### Given request
Please reproduce each of the following items word for word.

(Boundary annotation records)
— start —

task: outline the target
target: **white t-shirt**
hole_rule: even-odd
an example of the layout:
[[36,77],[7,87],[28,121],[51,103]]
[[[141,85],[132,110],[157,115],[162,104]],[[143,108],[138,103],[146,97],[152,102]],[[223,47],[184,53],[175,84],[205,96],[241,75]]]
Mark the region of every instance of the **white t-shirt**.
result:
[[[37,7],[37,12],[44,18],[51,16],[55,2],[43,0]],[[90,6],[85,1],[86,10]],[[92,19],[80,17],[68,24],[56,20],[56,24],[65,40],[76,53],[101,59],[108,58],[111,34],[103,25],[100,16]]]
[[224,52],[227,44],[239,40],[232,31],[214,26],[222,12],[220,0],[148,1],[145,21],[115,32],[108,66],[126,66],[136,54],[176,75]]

— end —

### Full solution
task: outline the target
target: **white t-shirt**
hole_rule: even-odd
an example of the layout:
[[36,77],[7,87],[28,121],[51,103]]
[[[141,85],[132,110],[157,115],[162,104]],[[143,108],[138,103],[146,97],[152,102]],[[223,47],[184,53],[175,84],[205,96],[241,75]]]
Mark the region of every instance of the **white t-shirt**.
result:
[[[37,7],[37,12],[44,18],[51,16],[55,2],[43,0]],[[90,6],[85,1],[86,10]],[[92,19],[80,17],[68,24],[56,20],[56,24],[65,40],[76,53],[101,59],[108,58],[111,34],[103,25],[100,16]]]
[[224,52],[227,44],[239,40],[232,31],[214,26],[222,12],[220,0],[148,1],[145,21],[115,32],[108,66],[126,66],[136,54],[176,75]]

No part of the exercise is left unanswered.